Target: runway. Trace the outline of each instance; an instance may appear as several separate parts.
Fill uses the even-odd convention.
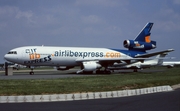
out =
[[[34,75],[29,75],[30,70],[14,70],[12,76],[5,76],[4,71],[0,71],[0,80],[8,79],[56,79],[56,78],[69,78],[69,77],[81,77],[81,76],[98,76],[107,74],[76,74],[77,69],[70,69],[67,71],[58,71],[56,69],[35,69]],[[140,70],[139,72],[159,72],[164,69],[154,70]],[[112,74],[128,74],[132,73],[132,70],[120,70],[115,71]]]
[[[111,99],[1,103],[4,111],[180,111],[180,89]]]
[[[74,70],[57,71],[55,69],[34,70],[34,75],[29,75],[30,70],[14,71],[12,76],[5,76],[4,72],[0,73],[0,79],[56,79],[56,78],[68,78],[68,77],[80,77],[80,76],[93,76],[76,74]]]

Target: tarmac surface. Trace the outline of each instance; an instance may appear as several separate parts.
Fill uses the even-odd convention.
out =
[[[180,111],[180,89],[139,96],[42,103],[0,103],[2,111]]]
[[[68,77],[81,77],[81,76],[98,76],[98,75],[107,75],[107,74],[76,74],[78,69],[70,69],[67,71],[58,71],[56,69],[35,69],[34,75],[29,75],[29,70],[14,70],[13,75],[5,76],[4,71],[0,71],[0,80],[1,79],[56,79],[56,78],[68,78]],[[139,72],[158,72],[164,71],[164,69],[146,69],[139,70]],[[112,74],[127,74],[131,73],[132,70],[120,70],[115,71]]]
[[[34,75],[29,75],[30,70],[14,70],[12,76],[5,76],[5,72],[0,72],[0,79],[56,79],[56,78],[68,78],[79,76],[93,76],[93,74],[76,74],[75,69],[68,71],[58,71],[55,69],[37,69],[34,70]]]

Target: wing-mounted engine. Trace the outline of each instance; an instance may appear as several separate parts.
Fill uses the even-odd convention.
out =
[[[83,62],[83,71],[95,71],[99,68],[101,68],[101,65],[96,61]]]
[[[125,48],[129,50],[138,50],[138,51],[146,51],[156,48],[155,41],[142,42],[142,41],[134,41],[134,40],[125,40],[123,42]]]
[[[173,67],[174,67],[174,64],[167,65],[167,68],[173,68]]]
[[[82,62],[82,67],[81,70],[77,71],[76,73],[92,73],[93,71],[96,71],[97,69],[100,69],[102,66],[96,62],[96,61],[86,61],[86,62]]]

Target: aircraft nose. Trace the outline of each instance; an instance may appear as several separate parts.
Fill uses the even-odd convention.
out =
[[[17,58],[12,54],[6,54],[4,55],[4,59],[9,62],[15,62]]]
[[[4,59],[9,62],[17,62],[19,55],[15,49],[10,50],[7,54],[4,55]]]
[[[4,59],[6,59],[7,61],[9,60],[8,54],[5,54],[5,55],[4,55]]]

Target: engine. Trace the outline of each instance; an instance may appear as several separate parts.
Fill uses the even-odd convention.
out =
[[[88,62],[83,62],[83,68],[84,71],[95,71],[98,68],[101,68],[101,65],[98,64],[95,61],[88,61]]]
[[[139,50],[139,51],[146,51],[156,48],[155,41],[149,42],[142,42],[142,41],[134,41],[134,40],[125,40],[123,42],[125,48],[130,50]]]
[[[173,68],[174,67],[174,64],[172,65],[167,65],[167,68]]]

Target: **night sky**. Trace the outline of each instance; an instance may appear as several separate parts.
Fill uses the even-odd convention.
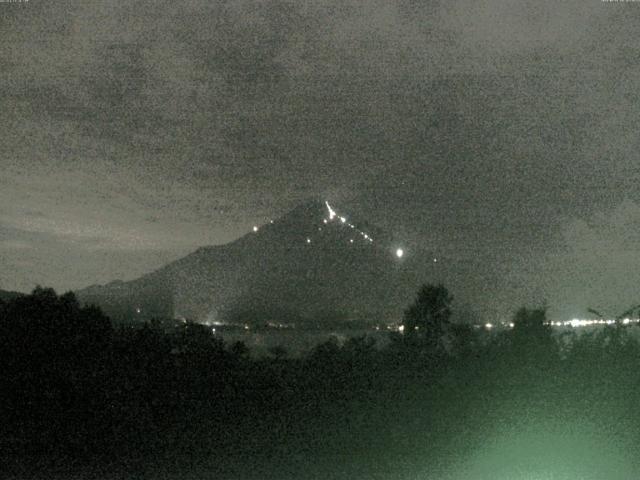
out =
[[[459,305],[619,313],[638,26],[599,0],[0,3],[0,288],[132,279],[319,196],[435,255]]]

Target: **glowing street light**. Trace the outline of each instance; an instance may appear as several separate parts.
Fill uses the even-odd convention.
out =
[[[256,225],[253,226],[253,231],[257,232],[258,231],[258,227]]]
[[[396,257],[402,258],[403,255],[404,255],[404,250],[402,250],[401,248],[396,250]]]

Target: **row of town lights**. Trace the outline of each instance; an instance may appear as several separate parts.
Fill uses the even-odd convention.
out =
[[[597,325],[615,325],[616,323],[620,323],[622,325],[629,325],[632,323],[640,323],[640,319],[637,318],[623,318],[623,319],[619,319],[619,320],[613,320],[613,319],[598,319],[598,320],[593,320],[593,319],[580,319],[580,318],[573,318],[571,320],[564,320],[564,321],[557,321],[557,322],[545,322],[545,325],[551,326],[551,327],[571,327],[571,328],[579,328],[579,327],[591,327],[591,326],[597,326]],[[515,324],[513,322],[501,322],[498,325],[502,326],[502,327],[508,327],[508,328],[514,328]],[[495,323],[485,323],[484,328],[486,328],[487,330],[491,330],[492,328],[494,328],[496,326]]]

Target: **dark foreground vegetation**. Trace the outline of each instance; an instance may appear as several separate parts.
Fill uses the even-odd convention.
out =
[[[0,303],[3,478],[631,479],[632,328],[488,335],[425,286],[389,346],[253,358],[185,324],[115,328],[50,289]]]

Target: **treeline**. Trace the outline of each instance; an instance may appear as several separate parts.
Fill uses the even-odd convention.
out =
[[[521,309],[488,335],[449,323],[451,302],[423,286],[385,348],[361,337],[254,358],[202,325],[117,328],[37,288],[0,302],[0,460],[389,478],[451,468],[510,425],[640,440],[636,327],[552,335],[543,309]]]

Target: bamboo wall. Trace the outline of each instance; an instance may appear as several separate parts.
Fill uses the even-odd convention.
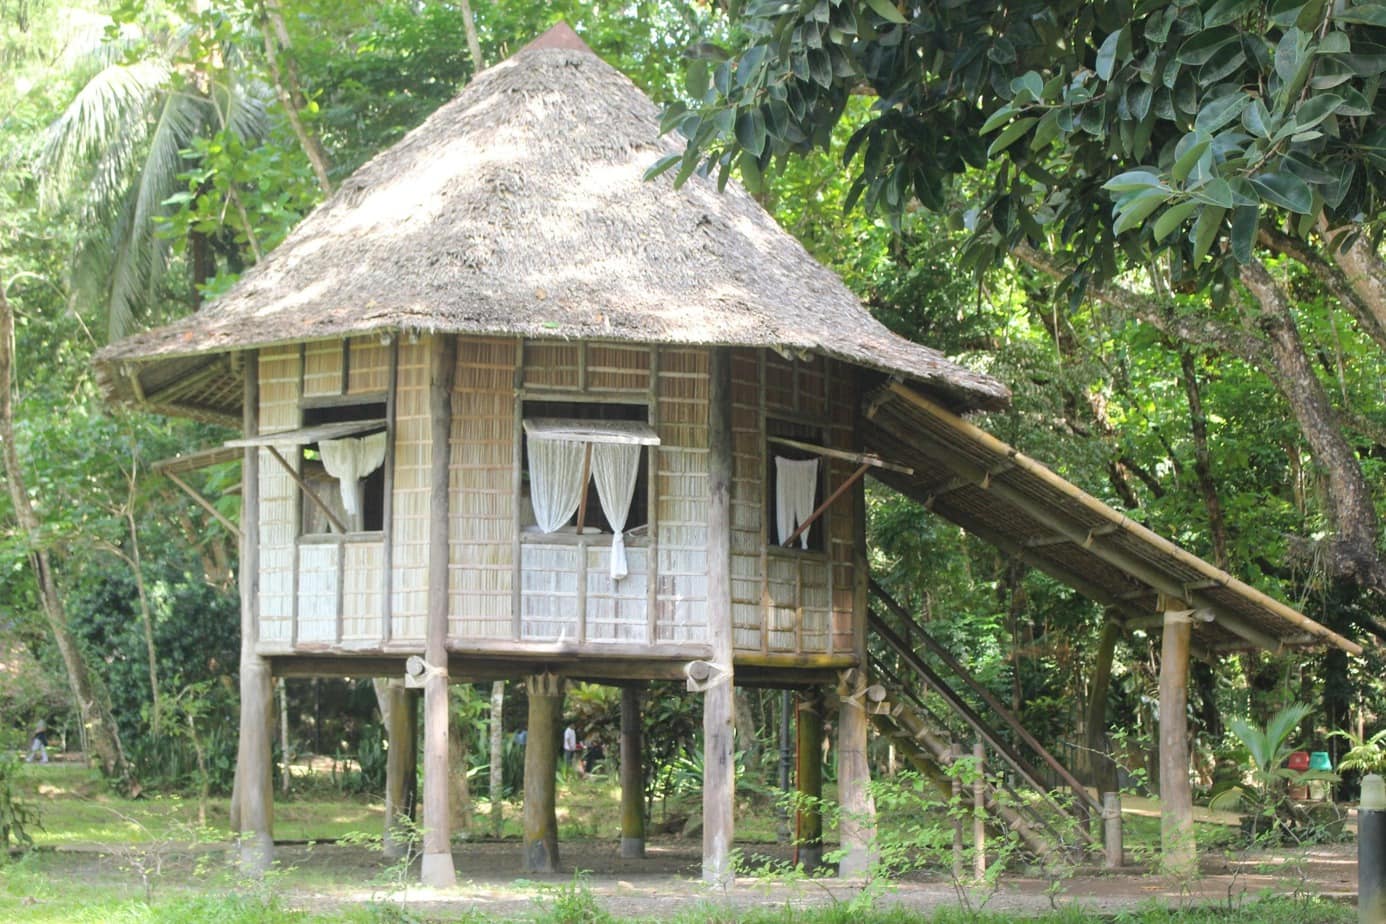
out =
[[[426,338],[399,345],[395,380],[390,640],[422,650],[428,615],[428,477],[433,453]]]
[[[299,426],[302,368],[297,346],[260,351],[261,433]],[[299,492],[268,449],[261,449],[259,456],[260,645],[287,651],[294,644]]]

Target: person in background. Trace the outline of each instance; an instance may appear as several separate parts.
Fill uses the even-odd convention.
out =
[[[34,737],[29,741],[28,762],[34,762],[34,755],[37,754],[39,763],[48,763],[48,723],[39,719],[34,726]]]
[[[577,730],[569,725],[563,729],[563,762],[575,767],[578,775],[582,774],[582,761],[578,759],[581,754],[582,744],[578,741]]]

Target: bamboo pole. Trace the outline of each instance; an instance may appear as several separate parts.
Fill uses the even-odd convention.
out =
[[[642,766],[640,688],[621,688],[621,856],[645,858],[645,774]]]
[[[972,744],[972,760],[977,777],[972,781],[972,875],[978,882],[987,876],[987,779],[986,745]]]
[[[1193,626],[1179,612],[1182,601],[1165,604],[1160,644],[1160,855],[1169,873],[1197,869],[1193,790],[1189,785],[1189,637]],[[1177,607],[1171,610],[1171,607]]]
[[[409,826],[409,763],[414,757],[413,748],[406,743],[412,738],[414,729],[409,725],[411,718],[408,704],[409,692],[403,680],[390,680],[386,684],[382,700],[385,704],[386,740],[389,750],[385,752],[385,840],[383,852],[385,859],[398,860],[408,848]],[[408,763],[406,763],[408,762]]]
[[[524,871],[554,873],[558,871],[555,788],[563,680],[554,674],[535,674],[525,683],[529,723],[525,730]]]
[[[838,840],[842,859],[838,876],[864,876],[871,868],[871,844],[876,834],[876,806],[871,798],[871,767],[866,758],[866,676],[860,670],[842,672],[838,686],[837,799],[841,807]]]
[[[424,660],[424,885],[450,888],[457,882],[452,863],[452,816],[448,802],[448,464],[452,432],[452,381],[457,340],[442,334],[429,351],[428,617]]]
[[[799,695],[798,708],[799,812],[795,818],[795,846],[799,865],[812,874],[823,865],[823,694],[808,690]]]
[[[499,838],[505,823],[505,681],[491,682],[491,836]]]
[[[703,694],[703,880],[728,885],[736,795],[732,677],[731,352],[708,356],[707,636],[718,675]]]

• [What to produce]:
The answer is the full listing above, repeated exactly, with its pictures removed.

• [Solution to this problem]:
Target: runway. Trace the outline of each instance; an instance may appear as several separate parts.
Fill uses the even-odd convention.
out =
[[[34,75],[29,75],[30,70],[14,70],[12,76],[5,76],[4,71],[0,71],[0,80],[8,79],[56,79],[56,78],[69,78],[69,77],[81,77],[81,76],[98,76],[107,74],[76,74],[77,69],[70,69],[67,71],[58,71],[56,69],[35,69]],[[140,70],[139,72],[159,72],[164,69],[154,70]],[[112,74],[128,74],[132,73],[132,70],[120,70],[115,71]]]
[[[111,99],[1,103],[4,111],[180,111],[180,89]]]
[[[74,70],[57,71],[55,69],[34,70],[34,75],[29,75],[30,70],[14,71],[12,76],[5,76],[4,72],[0,73],[0,79],[56,79],[56,78],[68,78],[68,77],[80,77],[80,76],[93,76],[76,74]]]

Target: tarmac surface. Trace the outline of each instance; an instance may appear as several separate parts.
Fill uses the even-odd convention.
out =
[[[180,111],[180,89],[139,96],[42,103],[0,103],[2,111]]]
[[[68,77],[81,77],[81,76],[98,76],[98,75],[107,75],[107,74],[76,74],[78,69],[70,69],[67,71],[58,71],[56,69],[35,69],[34,75],[29,75],[29,70],[14,70],[13,75],[5,76],[4,71],[0,71],[0,80],[1,79],[56,79],[56,78],[68,78]],[[139,72],[158,72],[164,71],[164,69],[146,69],[139,70]],[[112,74],[127,74],[131,73],[132,70],[120,70],[115,71]]]
[[[34,75],[29,75],[30,70],[14,70],[12,76],[5,76],[5,72],[0,72],[0,79],[56,79],[56,78],[68,78],[79,76],[93,76],[93,74],[76,74],[75,69],[68,71],[58,71],[55,69],[37,69],[34,70]]]

Target: wing-mounted engine. Trace the outline of each instance; an instance may appear as several separate parts.
Fill uses the even-odd convention.
out =
[[[83,62],[83,71],[95,71],[99,68],[101,68],[101,65],[96,61]]]
[[[125,48],[129,50],[138,50],[138,51],[146,51],[156,48],[155,41],[142,42],[142,41],[134,41],[134,40],[125,40],[123,42]]]
[[[173,67],[174,67],[174,64],[167,65],[167,68],[173,68]]]
[[[82,62],[82,67],[81,70],[77,71],[76,73],[92,73],[93,71],[96,71],[97,69],[100,69],[102,66],[96,62],[96,61],[86,61],[86,62]]]

Target: aircraft nose. Trace the outline of each instance; an instance may appear as several separate parts.
Fill uses the even-odd convention.
out =
[[[17,58],[12,54],[6,54],[4,55],[4,59],[9,62],[15,62]]]
[[[4,59],[9,62],[17,62],[19,55],[15,49],[10,50],[7,54],[4,55]]]
[[[4,59],[6,59],[7,61],[9,60],[8,54],[5,54],[5,55],[4,55]]]

Target: engine. Trace the outline of each instance; an instance may appear as several separate parts.
Fill uses the even-odd convention.
out =
[[[88,62],[83,62],[83,68],[84,71],[95,71],[98,68],[101,68],[101,65],[98,64],[95,61],[88,61]]]
[[[139,50],[139,51],[146,51],[156,48],[155,41],[149,42],[142,42],[142,41],[134,41],[134,40],[125,40],[123,42],[125,48],[130,50]]]
[[[173,68],[174,67],[174,64],[172,65],[167,65],[167,68]]]

Target: **night sky**. Trace the outline of each instance; an instance may appear as several separate parts.
Fill uses the even-odd convention.
out =
[[[459,305],[619,313],[638,26],[599,0],[0,3],[0,288],[132,279],[319,196],[435,255]]]

Target: **glowing street light**. Trace the outline of each instance; an instance may appear as several separate parts.
Fill uses the even-odd convention.
out =
[[[256,225],[253,226],[253,231],[257,232],[258,231],[258,227]]]
[[[396,257],[402,258],[403,255],[404,255],[404,250],[402,250],[401,248],[396,250]]]

Target: **row of town lights**. Trace the outline of each instance; an instance may appear as several separate parts.
Fill uses the even-odd convention.
out =
[[[597,325],[615,325],[616,323],[620,323],[622,325],[629,325],[632,323],[640,323],[640,319],[637,318],[623,318],[623,319],[619,319],[619,320],[613,320],[613,319],[598,319],[598,320],[593,320],[593,319],[580,319],[580,318],[573,318],[571,320],[564,320],[564,321],[557,321],[557,322],[545,322],[545,325],[551,326],[551,327],[571,327],[571,328],[579,328],[579,327],[591,327],[591,326],[597,326]],[[515,324],[513,322],[501,322],[498,325],[502,326],[502,327],[508,327],[508,328],[514,328]],[[495,323],[485,323],[484,328],[486,328],[487,330],[491,330],[492,328],[494,328],[496,326]]]

Target: **dark foreground vegetation**. Trace the outline of each instance; an instance may appear as several separate parts.
Fill uses the even-odd convention.
out =
[[[0,303],[3,478],[631,479],[632,328],[488,335],[425,286],[389,346],[253,358],[185,324],[115,328],[50,289]]]

Target: **treeline**. Trace the outline of each instance; an instance may appear as several separate parts.
Fill uses the even-odd convention.
out =
[[[521,309],[488,335],[449,323],[451,302],[423,286],[385,348],[361,337],[254,358],[202,325],[117,328],[37,288],[0,302],[0,460],[389,478],[451,468],[510,425],[640,440],[636,327],[552,335],[543,309]]]

Target: bamboo wall. Trace the outline of each instance; an instance may appear as several separate parts.
Fill uses the even-odd convention.
out =
[[[426,338],[399,345],[395,380],[390,640],[422,650],[428,615],[428,477],[433,453]]]
[[[299,426],[302,368],[297,346],[260,351],[261,433]],[[299,492],[268,449],[261,449],[259,456],[260,645],[287,651],[294,644]]]

Target: person in background. Trace the outline of each instance; an instance may appear as several separate parts.
Fill uses the even-odd convention.
out =
[[[34,737],[29,741],[28,762],[34,762],[34,755],[37,754],[39,763],[48,763],[48,723],[39,719],[34,726]]]
[[[577,730],[569,725],[563,729],[563,762],[575,767],[578,775],[582,774],[582,761],[578,759],[581,754],[582,744],[578,741]]]

Target: bamboo pole. Trace the outline of each instance; an instance may appear as several separate parts.
Fill uses the even-odd convention.
out =
[[[642,766],[640,688],[621,688],[621,856],[645,858],[645,774]]]
[[[972,744],[972,760],[977,777],[972,781],[972,875],[978,882],[987,876],[987,779],[986,745]]]
[[[1193,626],[1179,612],[1182,601],[1165,604],[1160,644],[1160,855],[1169,873],[1197,869],[1193,790],[1189,785],[1189,637]],[[1177,607],[1171,610],[1171,607]]]
[[[409,826],[409,763],[414,757],[413,748],[406,743],[412,738],[414,729],[409,725],[411,718],[408,704],[409,692],[403,680],[390,680],[386,684],[382,700],[385,704],[386,740],[389,750],[385,752],[385,840],[383,852],[385,859],[398,860],[408,848]],[[408,763],[406,763],[408,762]]]
[[[524,871],[554,873],[558,871],[555,788],[563,680],[554,674],[535,674],[525,683],[529,723],[525,730]]]
[[[838,840],[842,859],[838,876],[864,876],[871,868],[871,844],[876,834],[876,806],[871,798],[871,767],[866,758],[866,676],[860,670],[842,672],[838,686],[837,799],[841,807]]]
[[[424,660],[424,885],[450,888],[457,882],[452,863],[452,816],[448,802],[448,464],[452,432],[452,381],[457,340],[442,334],[429,351],[428,617]]]
[[[799,695],[798,708],[799,812],[795,818],[795,846],[799,865],[812,874],[823,865],[823,694],[808,690]]]
[[[499,838],[505,823],[505,681],[491,682],[491,836]]]
[[[703,694],[703,880],[728,885],[736,795],[732,677],[731,352],[708,356],[707,636],[718,675]]]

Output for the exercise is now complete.